> _Task prompt_:
Starting at the line that contains "# test: locate the tortoise foot" and continuing through the end of the listing, rewrite those lines with "tortoise" swapped for "turtle" wherever it appears. Keep everything else the same.

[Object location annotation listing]
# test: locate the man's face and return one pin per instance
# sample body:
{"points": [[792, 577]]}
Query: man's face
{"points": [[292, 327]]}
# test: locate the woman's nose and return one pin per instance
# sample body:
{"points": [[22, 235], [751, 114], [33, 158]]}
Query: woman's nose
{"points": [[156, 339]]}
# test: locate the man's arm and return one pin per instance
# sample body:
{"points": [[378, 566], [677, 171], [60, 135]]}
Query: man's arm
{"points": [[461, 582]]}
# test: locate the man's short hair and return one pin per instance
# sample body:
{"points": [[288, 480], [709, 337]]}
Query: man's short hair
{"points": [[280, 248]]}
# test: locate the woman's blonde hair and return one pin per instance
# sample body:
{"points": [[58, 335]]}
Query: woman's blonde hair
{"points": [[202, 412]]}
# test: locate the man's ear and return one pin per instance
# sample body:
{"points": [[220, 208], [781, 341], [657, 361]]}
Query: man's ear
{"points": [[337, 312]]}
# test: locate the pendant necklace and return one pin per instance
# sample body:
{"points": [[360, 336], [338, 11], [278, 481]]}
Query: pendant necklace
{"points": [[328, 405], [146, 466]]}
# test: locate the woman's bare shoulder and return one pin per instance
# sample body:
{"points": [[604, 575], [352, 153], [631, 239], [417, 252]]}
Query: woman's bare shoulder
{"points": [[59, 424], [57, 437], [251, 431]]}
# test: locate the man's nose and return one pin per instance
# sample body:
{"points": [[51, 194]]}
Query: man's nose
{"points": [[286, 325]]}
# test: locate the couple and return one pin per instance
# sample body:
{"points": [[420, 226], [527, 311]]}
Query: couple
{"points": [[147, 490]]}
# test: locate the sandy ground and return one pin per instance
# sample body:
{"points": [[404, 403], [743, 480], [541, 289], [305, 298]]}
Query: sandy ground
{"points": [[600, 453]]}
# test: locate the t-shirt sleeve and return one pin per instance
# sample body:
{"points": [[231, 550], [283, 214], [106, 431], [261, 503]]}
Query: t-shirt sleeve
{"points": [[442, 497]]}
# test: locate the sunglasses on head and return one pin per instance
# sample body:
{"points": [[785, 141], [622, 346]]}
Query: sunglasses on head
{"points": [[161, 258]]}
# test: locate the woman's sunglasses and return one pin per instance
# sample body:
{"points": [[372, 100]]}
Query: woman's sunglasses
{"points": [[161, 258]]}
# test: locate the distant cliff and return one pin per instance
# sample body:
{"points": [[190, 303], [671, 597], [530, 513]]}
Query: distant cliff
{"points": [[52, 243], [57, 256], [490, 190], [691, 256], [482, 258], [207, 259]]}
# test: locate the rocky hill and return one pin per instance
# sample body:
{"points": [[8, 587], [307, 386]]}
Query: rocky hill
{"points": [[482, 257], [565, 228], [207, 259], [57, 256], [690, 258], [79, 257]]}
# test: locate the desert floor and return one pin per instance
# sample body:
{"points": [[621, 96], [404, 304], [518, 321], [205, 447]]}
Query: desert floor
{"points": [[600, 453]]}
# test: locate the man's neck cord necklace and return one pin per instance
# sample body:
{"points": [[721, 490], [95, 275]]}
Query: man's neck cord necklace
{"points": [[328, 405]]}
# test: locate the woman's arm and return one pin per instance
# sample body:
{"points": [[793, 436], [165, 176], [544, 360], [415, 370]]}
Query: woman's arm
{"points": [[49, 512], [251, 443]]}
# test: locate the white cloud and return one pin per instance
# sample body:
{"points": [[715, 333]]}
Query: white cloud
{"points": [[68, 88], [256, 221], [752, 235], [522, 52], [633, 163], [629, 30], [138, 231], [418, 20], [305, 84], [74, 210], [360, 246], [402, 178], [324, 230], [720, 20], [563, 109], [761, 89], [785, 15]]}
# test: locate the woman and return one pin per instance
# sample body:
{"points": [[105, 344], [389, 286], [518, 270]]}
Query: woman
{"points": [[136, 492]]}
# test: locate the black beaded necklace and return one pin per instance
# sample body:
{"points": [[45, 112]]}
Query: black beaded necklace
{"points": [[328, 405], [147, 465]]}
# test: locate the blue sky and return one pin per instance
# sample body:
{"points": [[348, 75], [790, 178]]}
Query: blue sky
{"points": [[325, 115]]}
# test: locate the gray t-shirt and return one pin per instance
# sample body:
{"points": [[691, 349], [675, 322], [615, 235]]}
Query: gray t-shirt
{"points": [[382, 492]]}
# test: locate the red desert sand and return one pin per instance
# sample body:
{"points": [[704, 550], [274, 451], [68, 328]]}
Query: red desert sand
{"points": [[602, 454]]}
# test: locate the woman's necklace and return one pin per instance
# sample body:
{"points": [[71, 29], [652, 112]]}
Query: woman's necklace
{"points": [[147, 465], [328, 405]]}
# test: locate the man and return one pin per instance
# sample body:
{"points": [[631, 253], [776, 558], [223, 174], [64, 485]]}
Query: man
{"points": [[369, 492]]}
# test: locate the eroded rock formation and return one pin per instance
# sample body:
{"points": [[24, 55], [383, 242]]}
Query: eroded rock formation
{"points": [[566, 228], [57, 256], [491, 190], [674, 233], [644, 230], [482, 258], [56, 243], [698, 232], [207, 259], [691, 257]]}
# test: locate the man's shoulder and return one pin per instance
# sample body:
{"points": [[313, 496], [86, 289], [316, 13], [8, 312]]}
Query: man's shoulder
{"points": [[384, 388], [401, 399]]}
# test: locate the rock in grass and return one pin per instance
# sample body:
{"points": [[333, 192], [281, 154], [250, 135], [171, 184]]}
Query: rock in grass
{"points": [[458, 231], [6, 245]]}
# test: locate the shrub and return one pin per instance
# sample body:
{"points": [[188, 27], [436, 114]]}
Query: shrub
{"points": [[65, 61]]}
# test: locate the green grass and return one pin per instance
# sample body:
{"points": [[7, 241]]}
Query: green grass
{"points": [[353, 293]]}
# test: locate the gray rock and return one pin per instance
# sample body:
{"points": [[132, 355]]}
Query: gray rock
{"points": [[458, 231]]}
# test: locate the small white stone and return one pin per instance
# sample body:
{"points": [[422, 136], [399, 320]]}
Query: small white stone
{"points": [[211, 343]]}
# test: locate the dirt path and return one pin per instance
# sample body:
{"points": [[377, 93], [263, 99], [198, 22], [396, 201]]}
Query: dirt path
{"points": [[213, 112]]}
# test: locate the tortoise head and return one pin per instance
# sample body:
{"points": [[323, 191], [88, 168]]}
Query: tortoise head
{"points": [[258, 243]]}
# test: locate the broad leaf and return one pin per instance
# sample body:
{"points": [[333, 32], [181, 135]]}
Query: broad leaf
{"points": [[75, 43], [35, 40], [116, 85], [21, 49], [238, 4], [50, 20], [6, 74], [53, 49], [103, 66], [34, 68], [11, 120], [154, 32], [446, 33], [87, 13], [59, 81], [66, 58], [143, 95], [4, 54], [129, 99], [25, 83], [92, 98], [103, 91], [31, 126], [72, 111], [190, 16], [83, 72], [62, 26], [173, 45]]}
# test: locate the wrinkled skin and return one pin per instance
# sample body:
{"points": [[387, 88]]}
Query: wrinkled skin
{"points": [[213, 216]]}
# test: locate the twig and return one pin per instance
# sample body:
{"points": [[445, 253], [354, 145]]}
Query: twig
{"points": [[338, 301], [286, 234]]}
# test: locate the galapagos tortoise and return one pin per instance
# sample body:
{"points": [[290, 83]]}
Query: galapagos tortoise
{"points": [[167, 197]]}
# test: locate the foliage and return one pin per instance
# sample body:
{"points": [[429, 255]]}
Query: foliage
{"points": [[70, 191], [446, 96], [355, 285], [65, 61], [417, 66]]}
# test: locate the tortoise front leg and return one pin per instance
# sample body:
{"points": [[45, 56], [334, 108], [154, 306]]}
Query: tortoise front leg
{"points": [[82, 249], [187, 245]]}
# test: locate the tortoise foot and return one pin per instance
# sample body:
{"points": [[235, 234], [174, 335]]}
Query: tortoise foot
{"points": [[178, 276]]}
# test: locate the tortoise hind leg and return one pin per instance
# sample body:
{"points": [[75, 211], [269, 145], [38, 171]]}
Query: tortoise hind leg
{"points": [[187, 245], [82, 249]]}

> _Answer for the task_:
# test: locate the turtle foot and return one pin per instance
# sample body:
{"points": [[235, 234], [174, 335]]}
Query: turtle foot
{"points": [[178, 276]]}
# test: locate the turtle hind leg and return one pin per instance
# sample body:
{"points": [[75, 211], [269, 145], [38, 171]]}
Query: turtle hind leg
{"points": [[187, 245], [82, 249]]}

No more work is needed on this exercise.